* Excerpted passage *
>> Begin

6) Feature Importance & Interpretability

High predictive accuracy alone isn’t enough in network intrusion detection.
We need to know which features drive predictions — for transparency, debugging, and trust in deployment.

6.1 Logistic Regression Coefficients

Linear model → coefficients show direction & magnitude of feature impact.
Example: Longer Flow Duration increases probability of malicious label.
Useful for interpretable baselines and feature sanity-checks.

6.2 Decision Tree Importance

Splits highlight which features best separate benign vs attack traffic.
Provides rule-based intuition (e.g., “if flow duration < threshold → benign”).

6.3 Random Forest Importance

Aggregates many trees → robust measure of feature relevance.
Helps reduce overfitting bias from single trees.
Confirms consistency: flow duration, byte rates, flag counts rank highly.

6.4 XGBoost Importance (Winner Model)

Provides multiple importance metrics (Gain, Cover, Frequency).
Gain shows which features most improve split quality.
Here, Flow Duration, Destination Port, Packet Length Mean dominate.
Security Insight: Attack flows often exploit specific ports and abnormal packet lengths.

Takeaways

Flow Duration is consistently critical → many attacks differ in session length.
Destination Port patterns emerge in XGBoost → port-based exploits common.
Packet Length Mean / Byte Rates strongly influence detection → consistent with flooding attacks.
Feature importance analysis validates that models are not just memorizing noise — they’re leveraging meaningful network properties.

7) PCA & Performance Optimization

With >80 features, many of them highly correlated (see heatmaps), we explored Principal Component Analysis (PCA) to reduce dimensionality.

7.1 Why PCA?

Many CICIDS-2017 features are redundant (correlated rates, byte counts).
High dimensionality increases:
- Training time (slower iteration cycles)
- Risk of overfitting
- Deployment latency (bad for real-time IDS)
PCA can compress features into a smaller set of orthogonal components that capture most variance.

7.2 Variance Threshold Experiments

We tested PCA with thresholds:

0.90 (90%) variance
0.95 (95%) variance
0.99 (99%) variance
0.999 (99.9%) variance

📊 Impact on metrics across thresholds:

7.3 Performance Metrics Across Thresholds

Accuracy, Precision, Recall, F1 measured for each PCA configuration
Runtime performance also tracked

7.4 With vs Without PCA

Direct comparison:

Without PCA: Slightly higher accuracy, but slower training/inference
With PCA (0.99):
- Accuracy drop = ~0.18% only
- Training speed-up = ~27% faster
- Much lighter model for real-time simulation

Takeaway

PCA @ 0.99 variance chosen for real-time simulation → optimal trade-off
Achieved 27% faster training while keeping accuracy nearly identical
This mirrors real-world ML trade-offs:
- Batch analysis (offline) → full features
- Real-time IDS (online) → PCA-compressed features for low latency

8) Real-Time Simulation Design

After training and validating models, we built a simulation pipeline to mimic how an Intrusion Detection System (IDS) would run in production.
Instead of just reporting static metrics, the system generates real-time predictions and pushes them into a Power BI Streaming Dataset for live dashboards.

>> End

* Short task *
Carry on the intrusion detection write-up above from its last sentence, keeping the same section structure and style.

Location annotation dataset excerpts
>> Begin

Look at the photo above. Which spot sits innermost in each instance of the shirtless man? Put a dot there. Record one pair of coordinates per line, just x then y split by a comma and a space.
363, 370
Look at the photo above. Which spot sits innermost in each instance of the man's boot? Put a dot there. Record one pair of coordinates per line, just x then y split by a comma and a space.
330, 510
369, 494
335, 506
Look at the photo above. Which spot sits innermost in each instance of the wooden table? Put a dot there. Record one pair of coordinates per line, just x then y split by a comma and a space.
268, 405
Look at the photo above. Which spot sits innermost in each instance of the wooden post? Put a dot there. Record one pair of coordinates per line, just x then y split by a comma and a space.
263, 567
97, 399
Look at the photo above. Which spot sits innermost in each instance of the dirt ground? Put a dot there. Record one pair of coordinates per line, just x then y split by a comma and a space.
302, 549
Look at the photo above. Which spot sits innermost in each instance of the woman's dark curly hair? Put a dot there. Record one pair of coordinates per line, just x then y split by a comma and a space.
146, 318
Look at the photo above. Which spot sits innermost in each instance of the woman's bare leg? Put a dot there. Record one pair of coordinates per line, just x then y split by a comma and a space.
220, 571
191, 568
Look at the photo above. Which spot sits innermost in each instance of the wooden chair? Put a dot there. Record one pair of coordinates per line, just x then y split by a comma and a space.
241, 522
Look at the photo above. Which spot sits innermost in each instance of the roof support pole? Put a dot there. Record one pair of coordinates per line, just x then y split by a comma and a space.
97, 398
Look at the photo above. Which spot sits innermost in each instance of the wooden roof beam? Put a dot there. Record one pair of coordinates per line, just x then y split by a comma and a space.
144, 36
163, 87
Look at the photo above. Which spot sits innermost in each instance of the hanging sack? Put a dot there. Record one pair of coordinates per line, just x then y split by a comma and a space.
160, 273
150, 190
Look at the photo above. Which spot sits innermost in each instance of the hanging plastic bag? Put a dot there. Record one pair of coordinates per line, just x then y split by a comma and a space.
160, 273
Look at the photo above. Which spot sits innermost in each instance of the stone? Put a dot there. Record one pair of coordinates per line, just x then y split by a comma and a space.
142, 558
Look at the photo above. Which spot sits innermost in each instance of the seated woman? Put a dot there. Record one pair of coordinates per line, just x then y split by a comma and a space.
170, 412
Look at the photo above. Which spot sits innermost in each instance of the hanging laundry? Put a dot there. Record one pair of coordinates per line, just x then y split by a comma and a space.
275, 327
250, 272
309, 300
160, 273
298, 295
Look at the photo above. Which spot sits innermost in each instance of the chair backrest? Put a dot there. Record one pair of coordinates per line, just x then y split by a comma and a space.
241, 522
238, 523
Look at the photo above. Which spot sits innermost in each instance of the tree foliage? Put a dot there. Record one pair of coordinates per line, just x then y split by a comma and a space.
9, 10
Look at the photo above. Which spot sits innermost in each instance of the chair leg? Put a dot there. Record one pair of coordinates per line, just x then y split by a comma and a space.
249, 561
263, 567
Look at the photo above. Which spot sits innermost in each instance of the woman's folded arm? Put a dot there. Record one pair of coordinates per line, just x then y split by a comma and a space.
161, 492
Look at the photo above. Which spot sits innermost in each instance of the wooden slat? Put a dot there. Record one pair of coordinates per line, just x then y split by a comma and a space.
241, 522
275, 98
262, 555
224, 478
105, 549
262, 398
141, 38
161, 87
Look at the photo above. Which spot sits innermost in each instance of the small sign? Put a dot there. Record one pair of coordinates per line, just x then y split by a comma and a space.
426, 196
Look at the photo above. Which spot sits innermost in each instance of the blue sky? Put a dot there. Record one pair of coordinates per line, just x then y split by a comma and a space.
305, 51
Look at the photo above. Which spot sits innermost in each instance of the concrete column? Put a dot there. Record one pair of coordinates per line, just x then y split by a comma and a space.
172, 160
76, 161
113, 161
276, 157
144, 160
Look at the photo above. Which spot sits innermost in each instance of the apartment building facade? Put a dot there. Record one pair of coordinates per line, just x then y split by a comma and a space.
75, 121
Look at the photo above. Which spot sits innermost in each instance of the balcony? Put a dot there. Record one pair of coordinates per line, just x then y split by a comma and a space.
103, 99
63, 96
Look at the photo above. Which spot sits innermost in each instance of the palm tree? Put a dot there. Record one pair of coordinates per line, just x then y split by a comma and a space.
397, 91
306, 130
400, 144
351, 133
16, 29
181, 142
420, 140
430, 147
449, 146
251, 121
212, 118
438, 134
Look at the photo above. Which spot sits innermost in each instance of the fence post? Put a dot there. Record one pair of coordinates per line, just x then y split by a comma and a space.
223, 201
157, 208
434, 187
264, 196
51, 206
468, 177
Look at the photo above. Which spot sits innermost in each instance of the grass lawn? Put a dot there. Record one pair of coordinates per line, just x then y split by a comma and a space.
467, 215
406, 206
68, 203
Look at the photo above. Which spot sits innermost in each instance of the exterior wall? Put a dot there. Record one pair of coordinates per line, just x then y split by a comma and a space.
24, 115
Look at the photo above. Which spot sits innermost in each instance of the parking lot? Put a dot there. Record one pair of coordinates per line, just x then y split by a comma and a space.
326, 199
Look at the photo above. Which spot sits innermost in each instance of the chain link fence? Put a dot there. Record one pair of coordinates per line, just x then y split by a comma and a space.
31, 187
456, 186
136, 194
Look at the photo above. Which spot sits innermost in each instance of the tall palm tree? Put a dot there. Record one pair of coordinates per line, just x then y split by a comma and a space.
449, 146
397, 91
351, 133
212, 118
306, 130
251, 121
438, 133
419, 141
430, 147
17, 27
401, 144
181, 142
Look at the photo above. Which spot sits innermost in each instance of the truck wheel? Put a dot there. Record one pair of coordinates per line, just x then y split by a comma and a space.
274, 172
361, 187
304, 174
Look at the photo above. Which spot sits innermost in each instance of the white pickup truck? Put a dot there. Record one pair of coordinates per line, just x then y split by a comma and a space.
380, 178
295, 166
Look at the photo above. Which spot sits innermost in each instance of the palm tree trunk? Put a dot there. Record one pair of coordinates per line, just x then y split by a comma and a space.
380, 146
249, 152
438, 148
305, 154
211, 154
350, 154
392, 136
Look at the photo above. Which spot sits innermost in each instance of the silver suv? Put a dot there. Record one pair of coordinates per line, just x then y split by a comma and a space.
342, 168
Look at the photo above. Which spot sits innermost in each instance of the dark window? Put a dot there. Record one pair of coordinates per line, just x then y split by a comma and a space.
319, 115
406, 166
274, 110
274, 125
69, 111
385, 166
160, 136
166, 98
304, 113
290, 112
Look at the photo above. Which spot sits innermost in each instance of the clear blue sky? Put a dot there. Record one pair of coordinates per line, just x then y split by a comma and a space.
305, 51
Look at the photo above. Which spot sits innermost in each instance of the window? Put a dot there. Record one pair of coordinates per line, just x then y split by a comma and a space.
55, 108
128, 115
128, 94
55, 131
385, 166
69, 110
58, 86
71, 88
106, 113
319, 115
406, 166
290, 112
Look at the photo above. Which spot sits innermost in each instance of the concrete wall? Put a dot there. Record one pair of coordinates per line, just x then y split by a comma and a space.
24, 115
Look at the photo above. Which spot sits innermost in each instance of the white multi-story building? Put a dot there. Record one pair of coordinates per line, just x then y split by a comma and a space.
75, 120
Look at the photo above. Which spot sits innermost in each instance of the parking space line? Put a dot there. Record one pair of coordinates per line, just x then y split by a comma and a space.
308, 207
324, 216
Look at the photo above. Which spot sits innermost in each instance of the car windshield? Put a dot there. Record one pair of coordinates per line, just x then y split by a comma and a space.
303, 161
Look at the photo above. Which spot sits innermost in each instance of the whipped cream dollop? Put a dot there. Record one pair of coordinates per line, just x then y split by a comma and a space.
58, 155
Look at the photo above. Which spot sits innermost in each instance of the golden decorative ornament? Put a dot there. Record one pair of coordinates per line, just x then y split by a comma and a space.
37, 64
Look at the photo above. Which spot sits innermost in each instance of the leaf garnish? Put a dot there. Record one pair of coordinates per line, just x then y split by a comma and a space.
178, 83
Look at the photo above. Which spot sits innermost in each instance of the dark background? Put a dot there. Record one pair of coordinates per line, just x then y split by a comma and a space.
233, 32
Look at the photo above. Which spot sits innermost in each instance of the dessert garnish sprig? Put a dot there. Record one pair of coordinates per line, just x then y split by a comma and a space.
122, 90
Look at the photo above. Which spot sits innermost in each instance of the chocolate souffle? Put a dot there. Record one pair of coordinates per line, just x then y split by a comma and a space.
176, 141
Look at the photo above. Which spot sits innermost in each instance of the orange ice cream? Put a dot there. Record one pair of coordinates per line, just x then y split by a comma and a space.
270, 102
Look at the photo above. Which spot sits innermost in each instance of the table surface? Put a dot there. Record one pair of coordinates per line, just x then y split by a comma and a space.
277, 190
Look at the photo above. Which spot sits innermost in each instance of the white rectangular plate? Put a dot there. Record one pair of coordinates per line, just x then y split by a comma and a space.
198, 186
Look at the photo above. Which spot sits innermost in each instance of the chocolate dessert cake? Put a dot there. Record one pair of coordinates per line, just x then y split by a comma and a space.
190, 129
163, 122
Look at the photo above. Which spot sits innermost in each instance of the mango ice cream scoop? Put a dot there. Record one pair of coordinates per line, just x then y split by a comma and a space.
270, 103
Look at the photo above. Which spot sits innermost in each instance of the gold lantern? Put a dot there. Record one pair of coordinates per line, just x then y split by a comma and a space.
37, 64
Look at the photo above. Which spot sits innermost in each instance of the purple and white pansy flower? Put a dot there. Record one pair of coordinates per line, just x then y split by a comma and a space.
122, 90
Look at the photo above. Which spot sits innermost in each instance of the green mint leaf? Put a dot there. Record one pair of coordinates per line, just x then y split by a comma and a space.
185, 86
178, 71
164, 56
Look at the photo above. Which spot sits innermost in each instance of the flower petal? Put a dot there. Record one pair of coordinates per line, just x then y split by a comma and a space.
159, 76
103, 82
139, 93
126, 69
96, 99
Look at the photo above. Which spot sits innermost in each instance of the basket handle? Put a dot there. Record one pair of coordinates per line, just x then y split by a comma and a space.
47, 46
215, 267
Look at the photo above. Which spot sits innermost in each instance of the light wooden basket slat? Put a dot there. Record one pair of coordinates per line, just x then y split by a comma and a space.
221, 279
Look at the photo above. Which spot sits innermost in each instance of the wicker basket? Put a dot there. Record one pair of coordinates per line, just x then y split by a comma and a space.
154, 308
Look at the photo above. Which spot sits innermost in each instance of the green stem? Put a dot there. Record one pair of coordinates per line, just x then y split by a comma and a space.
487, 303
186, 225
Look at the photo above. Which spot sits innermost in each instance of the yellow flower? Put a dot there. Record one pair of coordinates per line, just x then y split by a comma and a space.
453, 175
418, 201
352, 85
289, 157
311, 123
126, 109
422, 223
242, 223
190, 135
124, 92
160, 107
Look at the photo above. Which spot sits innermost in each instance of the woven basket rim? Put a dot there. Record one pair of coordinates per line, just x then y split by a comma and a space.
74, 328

>> End

* Result of the exercise *
8.1 Operational Flow

Sample Traffic Flow
- Randomly selects records from the CICIDS-2017 dataset
- Mimics live arrival of new traffic events
Preprocessing
- Apply the same pipeline: drop IDs → impute → scale → (PCA at 0.99 variance)
Prediction
- Run through XGBoost model (winner from benchmarking)
- Classify as Benign (0) or Attack (1)
Stream to Power BI
- Use Python script to POST results to Power BI REST API
- Power BI stores records in a Streaming Dataset
Live Dashboards
- Visual tiles auto-refresh with near real-time latency
- KPIs, daily trends, attack heatmaps, and alert counts visible instantly

8.2 Flow Diagram

flowchart TD
    A[Sampled Flow from CICIDS Dataset] --> B[Preprocessing Pipeline]
    B --> C[XGBoost Prediction]
    C --> D[POST JSON Payload to Power BI API]
    D --> E[Power BI Streaming Dataset]
    E --> F[Real-Time Dashboard: KPIs, Trends, Alerts]

8.3 Example JSON Payload (to Power BI API)

{
  "flow_id": "123456",
  "duration": 2.13,
  "protocol": "TCP",
  "prediction": "Attack",
  "timestamp": "2025-09-29T12:34:56Z"
}

8.4 Dashboard Screens

Realtime Streaming Flow

Daily Trends of Attack Traffic

Power BI Live Dashboard

Takeaway

Built a true end-to-end pipeline: from offline ML → real-time prediction → streaming visualization.
Demonstrates skills in data engineering + ML + visualization integration.
Mirrors production-grade IDS workflows: detection → alerting → monitoring.

9) Visualization Layer & Insights

The final layer of the pipeline is business-facing visualization.
While preprocessing + ML happen in the backend, decision-makers interact with Power BI dashboards that continuously update from the streaming dataset.

9.1 Dashboard Goals

Provide network operators with live insights into:
- Volume of benign vs malicious flows
- Daily / hourly traffic trends
- Protocol distribution (TCP, UDP, ICMP)
- Attack-type breakdowns
- Alerts for flagged anomalies

9.2 Example Dashboards

1. Daily Attack Trends

Highlights bursts of malicious activity
Helps identify attack windows (e.g., DDoS peaks)

2. Flagged Records & Alerts

Displays live count of benign vs attack flows
Critical for real-time alerting

3. Protocol & Label Distributions

Breakdown of flows across TCP, UDP, ICMP
Shows how attacks target different protocols

4. Correlation & Heatmaps

Visual EDA included in dashboard
Helps analysts spot redundant features and relationships

9.3 Live Demo (Power BI in Action)

Power BI Realtime Demo — Without PCA

Power BI Realtime Demo — With PCA

9.4 Operator Insights

Real-time situational awareness: dashboards update instantly from the stream
Explainable ML integration: confusion matrices + feature importance plots included in reports
Business alignment: KPIs and alerts framed for SOC (Security Operations Center) workflows

Takeaway

The visualization layer transforms raw predictions into actionable insights:

Analysts can spot anomalies quickly
Security teams gain trust through transparent metrics (false positives vs false negatives)
Decision-makers see a real-time, live operational view

10) Reproducibility & Environment Setup

This repo is structured for reproducible experiments and easy simulation.
Every folder has a clear role, and environment dependencies are pinned.

10.1 Repository Structure

Data-Analysis-for-Network-Traffic-Analysis/
│
├── Data/                          # CICIDS-2017 CSVs (external, download required)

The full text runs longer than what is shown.